STATED PROBLEM: Write the next posts in the forum thread below about baseball teams and money, picking up after its last post.

PASSAGE TO READ:
Tampa Bay is a heartening exception right now. We'll see how long they can stay where they are.
― clemenza, Saturday, 14 April 2012 21:36 (twelve years ago) link
i can see the jays and rays being the 1-2 punch in the al east in a couple of years, though it won't be easy. feel like the yanks and esp. the bosox are on the cusp of possibly being mediocre for several seasons. depends on how they roll in free agency but imo those are squads that could collapse at any time.
― omar little, Saturday, 14 April 2012 21:40 (twelve years ago) link
My math needs some work. Twenty one years ago was 1991; the Jays had a couple of pretty successful years after that.
― clemenza, Saturday, 14 April 2012 21:46 (twelve years ago) link
Uh hay u guys, the average win % for MLB teams is .500 -- competitive balance!
― Où sont le Lord Custos d'antan? (Leee), Saturday, 14 April 2012 22:17 (twelve years ago) link
So for years and years cable companies were just letting baseball teams skate by with small broadcast fees? I don't get where the explosion in money is. It seems like a bubble to me.
― Kiarostami bag (milo z), Saturday, 14 April 2012 22:38 (twelve years ago) link
The Royals argument here is coming down more along the lines of punishing players - the Royals lost them because they got six years of major league service at below-market rates and then lost them to teams that were willing to pay market rates.

DATASET EXCERPT:
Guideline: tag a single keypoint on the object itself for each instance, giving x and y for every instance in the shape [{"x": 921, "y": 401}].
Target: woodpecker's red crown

RESPONSE TO THIS EXERCISE:
It's worth remembering that teams get a lot of time with young players before they're free agents - for great players, that's the age 27/28 season, for good players it's often age 31/32, when players are already declining. Outside of a few players (Poooooo-holes, etc.), free agency is a pretty shitty way to build a winning team. And even those players hold the risk of sinking the team they sign with near the end of the contract (Poooooo-holes again).
― Kiarostami bag (milo z), Saturday, 14 April 2012 22:41 (twelve years ago) link
"the royals have the best farm system in baseball right now, what do you think is gonna happen?"
Screw it up! That's because they are the ROYALS! Not because they can't afford them.
― Fig On A Plate Cart (Alex in SF), Saturday, 14 April 2012 22:43 (twelve years ago) link
a few years old, but includes the average age of free agents signing long deals: http://baseballanalysts.com/archives/2006/03/longterm_free_a.phppitchers: 31.6hitters: 30.5
those players were drafted at age 17-22, that's a lot of time to be tied up in the minors, on rookie-through-third-year contracts (teams get to decide what to give you out of the goodness of their hearts) and arbitration (which is better but still players much less than they could offering their services openly).
― Kiarostami bag (milo z), Saturday, 14 April 2012 22:44 (twelve years ago) link
if anything is broken about baseball, it's the system that keeps the top-level young talent in the minors to save time/money for the team, IMOBryce Harper is terrible in AAA right now, but the whole game is more interesting if he had been given a real chance of making the team in Spring Training
― Kiarostami bag (milo z), Saturday, 14 April 2012 22:46 (twelve years ago) link
Jays are probably the one example of a team that is really really screwed currently, but either the Red Sox or the Yankees could fall apart at any time. Having a slew of money /= running a team well as 80s/early 90s Yankees proved all too well.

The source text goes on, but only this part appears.